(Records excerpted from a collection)
---

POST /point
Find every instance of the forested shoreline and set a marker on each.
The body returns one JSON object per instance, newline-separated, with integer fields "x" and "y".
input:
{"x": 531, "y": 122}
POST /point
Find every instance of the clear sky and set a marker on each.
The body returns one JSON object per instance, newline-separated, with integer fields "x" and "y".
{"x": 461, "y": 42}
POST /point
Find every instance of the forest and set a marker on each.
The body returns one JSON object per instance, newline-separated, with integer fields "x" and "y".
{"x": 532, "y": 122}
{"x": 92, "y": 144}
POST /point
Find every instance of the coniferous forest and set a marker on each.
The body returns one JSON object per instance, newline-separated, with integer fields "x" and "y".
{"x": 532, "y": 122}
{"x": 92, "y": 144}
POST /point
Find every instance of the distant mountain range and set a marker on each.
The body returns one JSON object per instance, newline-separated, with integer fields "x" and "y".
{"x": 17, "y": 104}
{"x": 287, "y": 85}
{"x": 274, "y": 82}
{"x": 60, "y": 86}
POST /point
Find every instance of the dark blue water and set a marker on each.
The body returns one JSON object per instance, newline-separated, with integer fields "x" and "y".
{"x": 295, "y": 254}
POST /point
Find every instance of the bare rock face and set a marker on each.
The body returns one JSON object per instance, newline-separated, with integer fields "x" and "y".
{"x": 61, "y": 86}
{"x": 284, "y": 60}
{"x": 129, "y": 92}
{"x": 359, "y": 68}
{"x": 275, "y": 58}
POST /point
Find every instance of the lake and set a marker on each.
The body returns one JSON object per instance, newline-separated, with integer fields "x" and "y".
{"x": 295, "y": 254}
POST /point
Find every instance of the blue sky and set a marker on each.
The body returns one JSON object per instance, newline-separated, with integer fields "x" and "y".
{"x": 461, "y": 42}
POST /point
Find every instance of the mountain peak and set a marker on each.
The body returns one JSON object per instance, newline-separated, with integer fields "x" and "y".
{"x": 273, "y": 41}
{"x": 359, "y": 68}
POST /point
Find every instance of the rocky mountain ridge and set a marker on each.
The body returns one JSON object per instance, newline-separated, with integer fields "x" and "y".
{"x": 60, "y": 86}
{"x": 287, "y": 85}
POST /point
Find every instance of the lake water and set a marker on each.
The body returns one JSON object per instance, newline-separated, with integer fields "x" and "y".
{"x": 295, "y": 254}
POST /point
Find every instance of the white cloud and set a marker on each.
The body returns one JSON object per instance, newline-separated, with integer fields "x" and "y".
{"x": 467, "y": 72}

---

Extract every line of the records that contains the string "blue". The match is case-sensitive.

(SOLUTION TO THIS PROBLEM)
Find every instance of the dark blue water and set a marker on each.
Find every instance of the blue sky and set a marker on each.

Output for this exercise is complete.